# [Dataset extract]
════

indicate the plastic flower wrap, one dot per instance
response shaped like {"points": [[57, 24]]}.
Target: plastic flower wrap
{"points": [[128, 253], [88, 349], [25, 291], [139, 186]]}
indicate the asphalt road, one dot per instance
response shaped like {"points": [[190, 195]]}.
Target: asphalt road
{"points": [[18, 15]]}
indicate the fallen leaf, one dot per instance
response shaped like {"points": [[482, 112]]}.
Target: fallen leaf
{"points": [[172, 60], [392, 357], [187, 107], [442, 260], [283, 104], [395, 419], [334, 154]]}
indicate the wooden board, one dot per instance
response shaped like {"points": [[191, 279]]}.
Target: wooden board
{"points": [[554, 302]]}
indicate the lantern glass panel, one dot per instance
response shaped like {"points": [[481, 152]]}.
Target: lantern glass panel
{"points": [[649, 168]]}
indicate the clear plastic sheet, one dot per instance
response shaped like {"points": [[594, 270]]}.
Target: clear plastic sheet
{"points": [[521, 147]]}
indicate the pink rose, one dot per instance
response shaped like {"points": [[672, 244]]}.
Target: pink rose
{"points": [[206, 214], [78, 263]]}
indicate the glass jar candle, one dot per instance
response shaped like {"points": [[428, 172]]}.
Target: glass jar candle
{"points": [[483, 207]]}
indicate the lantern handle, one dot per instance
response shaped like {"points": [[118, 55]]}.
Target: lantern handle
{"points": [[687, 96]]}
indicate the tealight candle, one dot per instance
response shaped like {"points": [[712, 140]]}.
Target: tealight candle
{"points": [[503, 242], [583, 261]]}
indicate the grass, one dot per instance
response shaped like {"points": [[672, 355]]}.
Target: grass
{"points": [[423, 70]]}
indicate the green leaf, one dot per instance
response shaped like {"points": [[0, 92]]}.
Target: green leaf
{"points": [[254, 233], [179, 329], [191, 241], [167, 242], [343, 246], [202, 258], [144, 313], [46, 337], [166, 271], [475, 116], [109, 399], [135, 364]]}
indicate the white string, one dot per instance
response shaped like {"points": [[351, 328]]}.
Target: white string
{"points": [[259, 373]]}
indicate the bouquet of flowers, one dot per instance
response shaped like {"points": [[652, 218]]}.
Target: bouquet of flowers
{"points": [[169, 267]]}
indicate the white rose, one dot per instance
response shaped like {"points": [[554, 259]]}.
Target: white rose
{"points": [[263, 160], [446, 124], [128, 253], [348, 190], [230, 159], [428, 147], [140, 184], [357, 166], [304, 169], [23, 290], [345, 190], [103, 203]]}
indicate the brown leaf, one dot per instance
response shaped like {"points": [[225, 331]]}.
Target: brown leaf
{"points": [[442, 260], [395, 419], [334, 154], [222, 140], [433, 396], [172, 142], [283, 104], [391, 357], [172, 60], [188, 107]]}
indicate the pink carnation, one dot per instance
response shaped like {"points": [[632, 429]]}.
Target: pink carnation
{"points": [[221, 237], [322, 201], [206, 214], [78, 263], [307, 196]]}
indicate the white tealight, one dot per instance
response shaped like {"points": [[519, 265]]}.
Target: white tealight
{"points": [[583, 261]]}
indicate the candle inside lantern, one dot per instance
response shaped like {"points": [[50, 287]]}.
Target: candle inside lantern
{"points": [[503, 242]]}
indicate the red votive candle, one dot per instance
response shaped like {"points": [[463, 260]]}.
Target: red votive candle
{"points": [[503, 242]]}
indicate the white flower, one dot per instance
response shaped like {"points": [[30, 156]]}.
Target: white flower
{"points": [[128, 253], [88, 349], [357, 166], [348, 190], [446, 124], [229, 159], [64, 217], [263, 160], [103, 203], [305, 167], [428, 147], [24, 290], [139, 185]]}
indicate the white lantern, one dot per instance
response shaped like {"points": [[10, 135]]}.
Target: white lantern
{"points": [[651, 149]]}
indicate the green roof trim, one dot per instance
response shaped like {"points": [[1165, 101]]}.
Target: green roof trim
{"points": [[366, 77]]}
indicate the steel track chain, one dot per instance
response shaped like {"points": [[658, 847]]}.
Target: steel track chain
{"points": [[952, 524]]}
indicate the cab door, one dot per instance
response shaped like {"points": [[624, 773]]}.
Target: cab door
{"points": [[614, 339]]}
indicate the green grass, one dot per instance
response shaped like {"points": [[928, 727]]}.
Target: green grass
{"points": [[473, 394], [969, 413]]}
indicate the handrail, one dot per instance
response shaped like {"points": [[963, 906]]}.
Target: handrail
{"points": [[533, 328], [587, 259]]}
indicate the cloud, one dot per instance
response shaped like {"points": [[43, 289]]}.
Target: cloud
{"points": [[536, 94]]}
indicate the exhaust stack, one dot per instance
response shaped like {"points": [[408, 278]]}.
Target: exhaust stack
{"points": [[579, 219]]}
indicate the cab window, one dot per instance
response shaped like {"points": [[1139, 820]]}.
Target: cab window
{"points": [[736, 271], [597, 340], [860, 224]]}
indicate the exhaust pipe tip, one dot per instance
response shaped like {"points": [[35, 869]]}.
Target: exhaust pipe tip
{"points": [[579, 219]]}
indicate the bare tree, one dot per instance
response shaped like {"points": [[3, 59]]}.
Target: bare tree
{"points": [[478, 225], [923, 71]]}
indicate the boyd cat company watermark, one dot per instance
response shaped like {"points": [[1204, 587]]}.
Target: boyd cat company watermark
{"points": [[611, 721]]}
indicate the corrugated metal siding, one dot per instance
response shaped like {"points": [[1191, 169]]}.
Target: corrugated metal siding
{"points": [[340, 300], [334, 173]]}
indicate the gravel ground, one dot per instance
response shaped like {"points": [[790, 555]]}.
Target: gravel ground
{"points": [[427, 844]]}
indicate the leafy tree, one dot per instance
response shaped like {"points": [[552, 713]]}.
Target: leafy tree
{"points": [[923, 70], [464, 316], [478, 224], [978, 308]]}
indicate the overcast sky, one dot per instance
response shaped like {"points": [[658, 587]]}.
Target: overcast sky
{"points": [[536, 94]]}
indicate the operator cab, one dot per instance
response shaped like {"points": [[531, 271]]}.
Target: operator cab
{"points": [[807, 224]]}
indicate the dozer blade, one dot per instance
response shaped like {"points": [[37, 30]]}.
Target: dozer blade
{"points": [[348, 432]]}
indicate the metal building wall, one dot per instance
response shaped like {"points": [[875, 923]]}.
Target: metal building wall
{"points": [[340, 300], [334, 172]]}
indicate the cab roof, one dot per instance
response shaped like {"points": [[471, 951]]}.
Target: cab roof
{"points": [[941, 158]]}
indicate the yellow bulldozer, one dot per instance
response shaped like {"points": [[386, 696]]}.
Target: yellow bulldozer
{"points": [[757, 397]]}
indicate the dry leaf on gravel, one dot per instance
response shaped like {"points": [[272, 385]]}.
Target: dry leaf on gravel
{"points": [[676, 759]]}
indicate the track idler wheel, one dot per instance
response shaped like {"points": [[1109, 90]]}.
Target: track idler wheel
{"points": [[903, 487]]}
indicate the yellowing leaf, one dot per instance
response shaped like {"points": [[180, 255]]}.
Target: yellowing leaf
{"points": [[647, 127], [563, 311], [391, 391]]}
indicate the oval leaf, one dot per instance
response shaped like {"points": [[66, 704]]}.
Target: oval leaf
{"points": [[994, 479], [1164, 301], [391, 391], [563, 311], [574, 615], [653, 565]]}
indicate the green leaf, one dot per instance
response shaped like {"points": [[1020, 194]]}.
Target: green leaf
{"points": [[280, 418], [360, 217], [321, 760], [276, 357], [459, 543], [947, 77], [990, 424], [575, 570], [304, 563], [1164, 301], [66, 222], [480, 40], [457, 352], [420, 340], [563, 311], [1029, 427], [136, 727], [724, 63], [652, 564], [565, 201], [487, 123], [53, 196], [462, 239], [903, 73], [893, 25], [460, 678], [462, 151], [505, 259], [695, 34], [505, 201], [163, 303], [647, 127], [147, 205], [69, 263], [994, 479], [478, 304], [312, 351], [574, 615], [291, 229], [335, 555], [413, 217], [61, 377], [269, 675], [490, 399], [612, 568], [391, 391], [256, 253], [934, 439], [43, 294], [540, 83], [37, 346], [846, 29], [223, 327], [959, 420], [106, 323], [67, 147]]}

════

Write out exactly the lines from the line holding "indicate the cab roof, one dot per instance" through the last line of the data, and nothing besides those lines.

indicate the cab roof, one dot per instance
response shaped like {"points": [[471, 951]]}.
Target: cab roof
{"points": [[941, 158]]}
indicate the yellow bulldozer, one dot per instance
response shaped like {"points": [[386, 696]]}.
Target: yellow bulldozer
{"points": [[757, 397]]}
indicate the dry leaf on gravel, one dot per instance
response shaped like {"points": [[272, 385]]}.
Target: dry leaf on gravel
{"points": [[676, 759]]}
indicate the track idler wheel, one dot per instance
response shaped like {"points": [[1109, 90]]}.
Target: track idler wheel
{"points": [[903, 487]]}
indicate the yellowing leaf, one dot per instance
response shaped like {"points": [[180, 255]]}.
Target: yellowing leaf
{"points": [[647, 127], [563, 311], [391, 391]]}
indicate the oval leaf, one dot per instance
response shaped like {"points": [[66, 704]]}.
Target: oval leaf
{"points": [[994, 479], [1164, 301], [391, 391], [563, 311], [574, 615], [653, 565]]}
indicate the green leaf, one dot per instance
response shaped like {"points": [[1020, 194]]}.
Target: green leaf
{"points": [[280, 418], [360, 217], [321, 760], [276, 357], [459, 543], [947, 77], [990, 424], [575, 570], [304, 563], [1164, 301], [66, 222], [480, 40], [457, 352], [420, 340], [563, 311], [1029, 427], [136, 727], [724, 63], [652, 564], [565, 201], [487, 123], [53, 196], [462, 239], [903, 73], [893, 25], [460, 678], [462, 151], [505, 259], [695, 34], [505, 201], [163, 303], [647, 127], [147, 205], [69, 263], [994, 479], [478, 304], [312, 351], [574, 615], [291, 229], [335, 555], [413, 217], [61, 377], [269, 675], [490, 399], [612, 568], [391, 391], [256, 253], [934, 439], [43, 294], [540, 83], [37, 346], [846, 29], [223, 327], [959, 420], [106, 323], [67, 147]]}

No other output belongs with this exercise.